• **PROMPT**
Turn the entries into a Markdown table with the columns Row and Line, numbering each line and leaving out blank lines. Begin at the line that contains "of the baseboard" and stop after the line that contains "pixel 15 139".

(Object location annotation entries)

┌────────

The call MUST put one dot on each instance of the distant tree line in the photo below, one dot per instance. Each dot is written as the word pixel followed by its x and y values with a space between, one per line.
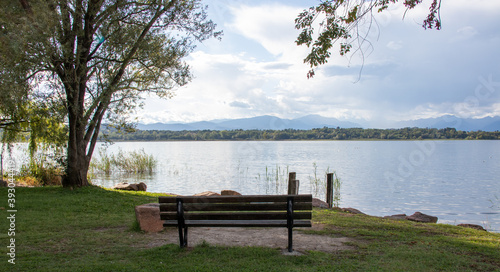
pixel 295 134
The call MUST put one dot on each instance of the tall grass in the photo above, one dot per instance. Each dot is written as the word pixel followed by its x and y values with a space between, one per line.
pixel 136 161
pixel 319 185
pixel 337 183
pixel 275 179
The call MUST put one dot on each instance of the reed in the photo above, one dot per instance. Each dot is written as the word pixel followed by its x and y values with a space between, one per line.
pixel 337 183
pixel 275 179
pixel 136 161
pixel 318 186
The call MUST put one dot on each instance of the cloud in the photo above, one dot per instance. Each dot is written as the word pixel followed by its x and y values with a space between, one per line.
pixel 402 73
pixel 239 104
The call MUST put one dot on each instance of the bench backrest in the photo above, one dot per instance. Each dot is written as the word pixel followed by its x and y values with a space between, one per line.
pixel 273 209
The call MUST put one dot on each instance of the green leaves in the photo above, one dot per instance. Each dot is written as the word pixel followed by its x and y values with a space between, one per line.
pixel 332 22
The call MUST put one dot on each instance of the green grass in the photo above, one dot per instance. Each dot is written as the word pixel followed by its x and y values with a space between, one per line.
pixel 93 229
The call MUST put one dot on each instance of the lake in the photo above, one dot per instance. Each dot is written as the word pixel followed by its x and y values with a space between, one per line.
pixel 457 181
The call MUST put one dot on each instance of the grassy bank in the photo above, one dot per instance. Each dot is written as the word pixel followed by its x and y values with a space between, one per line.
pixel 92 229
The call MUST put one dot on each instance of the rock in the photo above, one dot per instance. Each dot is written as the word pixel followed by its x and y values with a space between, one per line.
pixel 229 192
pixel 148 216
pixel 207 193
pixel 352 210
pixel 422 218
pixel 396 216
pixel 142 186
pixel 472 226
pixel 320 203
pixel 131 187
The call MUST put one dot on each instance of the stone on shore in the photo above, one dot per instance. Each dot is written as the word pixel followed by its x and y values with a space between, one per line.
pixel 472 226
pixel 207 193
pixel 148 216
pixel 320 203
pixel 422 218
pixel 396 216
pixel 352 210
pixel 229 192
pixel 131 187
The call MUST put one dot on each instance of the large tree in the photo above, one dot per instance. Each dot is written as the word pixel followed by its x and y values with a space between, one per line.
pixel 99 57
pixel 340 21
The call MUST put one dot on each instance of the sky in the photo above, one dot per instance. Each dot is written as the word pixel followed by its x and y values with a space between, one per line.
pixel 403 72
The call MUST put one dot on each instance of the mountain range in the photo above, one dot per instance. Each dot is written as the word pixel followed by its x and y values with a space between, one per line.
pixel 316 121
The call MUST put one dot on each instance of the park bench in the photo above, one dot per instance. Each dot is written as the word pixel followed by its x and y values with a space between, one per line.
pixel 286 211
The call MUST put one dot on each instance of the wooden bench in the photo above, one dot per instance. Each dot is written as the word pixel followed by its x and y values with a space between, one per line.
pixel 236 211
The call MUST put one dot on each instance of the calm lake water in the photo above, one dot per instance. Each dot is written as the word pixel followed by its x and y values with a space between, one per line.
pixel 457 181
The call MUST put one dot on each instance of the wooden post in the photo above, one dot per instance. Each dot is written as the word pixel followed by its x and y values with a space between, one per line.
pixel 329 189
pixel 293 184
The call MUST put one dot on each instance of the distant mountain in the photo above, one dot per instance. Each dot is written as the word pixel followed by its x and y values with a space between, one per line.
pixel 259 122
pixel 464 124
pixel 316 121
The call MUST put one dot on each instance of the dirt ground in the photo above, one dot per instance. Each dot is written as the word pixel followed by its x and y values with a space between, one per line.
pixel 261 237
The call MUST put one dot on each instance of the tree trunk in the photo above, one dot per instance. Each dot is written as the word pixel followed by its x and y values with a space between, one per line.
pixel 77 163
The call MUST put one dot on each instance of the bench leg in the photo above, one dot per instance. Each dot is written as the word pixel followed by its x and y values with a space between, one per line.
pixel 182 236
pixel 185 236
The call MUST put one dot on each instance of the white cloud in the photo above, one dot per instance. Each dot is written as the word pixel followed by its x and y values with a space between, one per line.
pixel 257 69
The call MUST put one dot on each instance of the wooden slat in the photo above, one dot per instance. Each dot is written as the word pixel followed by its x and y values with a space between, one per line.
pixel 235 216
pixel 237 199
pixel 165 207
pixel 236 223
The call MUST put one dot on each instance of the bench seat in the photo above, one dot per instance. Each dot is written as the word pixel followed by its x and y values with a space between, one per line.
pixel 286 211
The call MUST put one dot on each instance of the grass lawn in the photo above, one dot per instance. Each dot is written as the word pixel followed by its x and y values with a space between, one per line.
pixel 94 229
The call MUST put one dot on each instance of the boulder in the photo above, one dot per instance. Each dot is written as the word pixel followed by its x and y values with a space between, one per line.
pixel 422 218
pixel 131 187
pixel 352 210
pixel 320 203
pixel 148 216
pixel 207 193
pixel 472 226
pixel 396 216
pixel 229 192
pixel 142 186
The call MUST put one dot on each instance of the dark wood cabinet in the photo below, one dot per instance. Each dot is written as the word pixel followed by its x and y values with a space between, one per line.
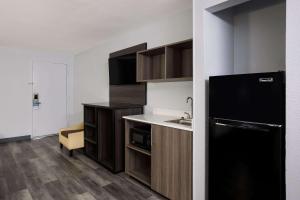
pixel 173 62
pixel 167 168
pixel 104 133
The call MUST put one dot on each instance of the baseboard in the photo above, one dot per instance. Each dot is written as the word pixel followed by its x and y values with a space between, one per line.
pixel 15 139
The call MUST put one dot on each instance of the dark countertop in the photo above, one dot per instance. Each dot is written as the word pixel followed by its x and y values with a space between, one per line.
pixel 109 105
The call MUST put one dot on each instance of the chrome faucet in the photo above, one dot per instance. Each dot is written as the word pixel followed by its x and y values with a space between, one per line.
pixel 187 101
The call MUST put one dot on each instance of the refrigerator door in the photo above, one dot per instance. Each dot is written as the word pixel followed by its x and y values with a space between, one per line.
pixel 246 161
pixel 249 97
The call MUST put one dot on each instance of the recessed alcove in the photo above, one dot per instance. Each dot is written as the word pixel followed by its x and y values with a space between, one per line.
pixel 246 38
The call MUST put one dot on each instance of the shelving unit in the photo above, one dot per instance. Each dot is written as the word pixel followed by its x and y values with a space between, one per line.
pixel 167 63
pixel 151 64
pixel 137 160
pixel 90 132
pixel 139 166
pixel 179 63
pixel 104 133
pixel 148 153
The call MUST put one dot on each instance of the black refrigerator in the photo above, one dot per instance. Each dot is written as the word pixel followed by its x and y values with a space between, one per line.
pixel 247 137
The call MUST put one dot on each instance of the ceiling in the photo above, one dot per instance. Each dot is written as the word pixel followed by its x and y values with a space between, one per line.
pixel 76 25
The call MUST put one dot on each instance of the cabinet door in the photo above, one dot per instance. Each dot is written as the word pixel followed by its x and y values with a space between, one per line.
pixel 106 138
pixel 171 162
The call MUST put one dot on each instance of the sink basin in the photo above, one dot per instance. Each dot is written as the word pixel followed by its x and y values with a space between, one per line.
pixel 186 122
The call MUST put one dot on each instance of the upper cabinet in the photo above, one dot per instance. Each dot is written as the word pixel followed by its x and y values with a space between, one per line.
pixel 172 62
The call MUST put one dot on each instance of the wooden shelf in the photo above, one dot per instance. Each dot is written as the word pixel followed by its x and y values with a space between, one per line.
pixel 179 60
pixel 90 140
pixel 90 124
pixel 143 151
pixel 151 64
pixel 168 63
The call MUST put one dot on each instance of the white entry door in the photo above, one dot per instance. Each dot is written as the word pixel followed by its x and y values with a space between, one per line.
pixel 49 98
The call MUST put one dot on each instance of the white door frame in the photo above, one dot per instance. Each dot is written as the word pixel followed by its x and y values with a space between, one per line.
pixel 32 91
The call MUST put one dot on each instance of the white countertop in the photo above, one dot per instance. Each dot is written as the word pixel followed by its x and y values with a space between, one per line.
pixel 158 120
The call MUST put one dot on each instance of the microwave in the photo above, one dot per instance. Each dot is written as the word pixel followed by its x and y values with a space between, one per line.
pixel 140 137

└────────

• **RESULT**
| Row | Line |
|---|---|
| 1 | The call MUST put one dot on each instance of the baseboard in the photo above, one dot per instance. Each dot is written as the word pixel followed by its x and y values with a space between, one per line. |
| 2 | pixel 15 139 |